**List of tasks**
(1) Start at the words "There is something" and stop after "and the rocks.". In that part of the text on Bradshaw rock art, change "rock shelters" to "caves".
(2) For each statement, say yes or no based on the text on Bradshaw rock art, and quote the words that decide it. (a) The paintings were found on bushwalks that lasted 4-6 weeks. (b) The age of the figures has been reliably dated. (c) The art was well studied before the mid-1980s.

**Given text**
════════════════════

BRADSHAW ROCK ART

There is something unique about searching for rock art in the Kimberly – struggling through the bush, climbing to rock shelters, and finally discovering these beautiful rock paintings.  The feeling of seeing something nobody else has seen for many, perhaps hundreds, of years is something very special, and I would often just sit and think about that when I discovered a new gallery.

We discovered these paintings on long bushwalks – 4-6 weeks in the bush, living and walking in the country.  The art had been little studied until then (mid-1980s).  Now it is well known.  In those days the bush was empty – just us and the rocks.

These rock art figures are around 18,000 years old – there is some doubt about this, since there has been no reliable dating yet.  18,000 years ago the land bridge to New Guinea was open, and people from the north could come across the NW Australia.

════════════════════

**Dataset content**
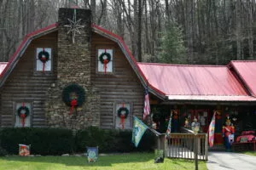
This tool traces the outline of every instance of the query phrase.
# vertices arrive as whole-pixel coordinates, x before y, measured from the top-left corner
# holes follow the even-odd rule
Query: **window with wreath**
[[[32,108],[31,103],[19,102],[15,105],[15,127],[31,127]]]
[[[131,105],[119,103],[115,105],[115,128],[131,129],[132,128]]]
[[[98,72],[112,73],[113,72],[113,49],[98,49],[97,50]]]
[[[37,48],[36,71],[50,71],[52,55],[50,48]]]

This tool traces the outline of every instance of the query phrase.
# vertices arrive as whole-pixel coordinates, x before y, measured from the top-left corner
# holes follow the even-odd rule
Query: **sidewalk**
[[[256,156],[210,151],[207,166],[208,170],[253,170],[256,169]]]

════════════════════

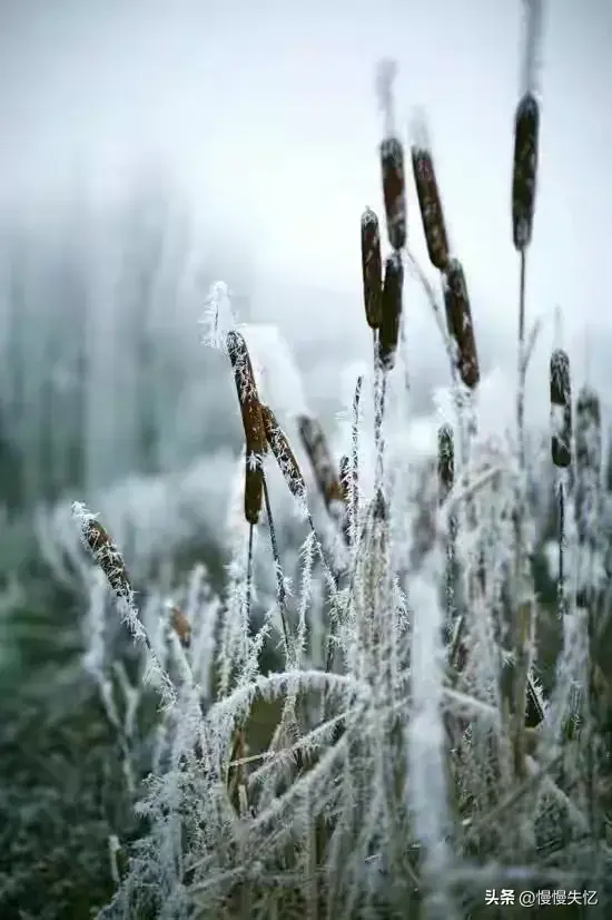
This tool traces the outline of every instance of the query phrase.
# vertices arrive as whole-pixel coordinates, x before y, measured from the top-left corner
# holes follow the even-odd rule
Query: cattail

════════════════════

**Task solutions**
(1)
There is something unique about searching for rock art in the Kimberly – struggling through the bush, climbing to caves, and finally discovering these beautiful rock paintings.  The feeling of seeing something nobody else has seen for many, perhaps hundreds, of years is something very special, and I would often just sit and think about that when I discovered a new gallery.

We discovered these paintings on long bushwalks – 4-6 weeks in the bush, living and walking in the country.  The art had been little studied until then (mid-1980s).  Now it is well known.  In those days the bush was empty – just us and the rocks.

(2)
(a) Yes: "We discovered these paintings on long bushwalks – 4-6 weeks in the bush"
(b) No: "there has been no reliable dating yet"
(c) No: "The art had been little studied until then (mid-1980s)."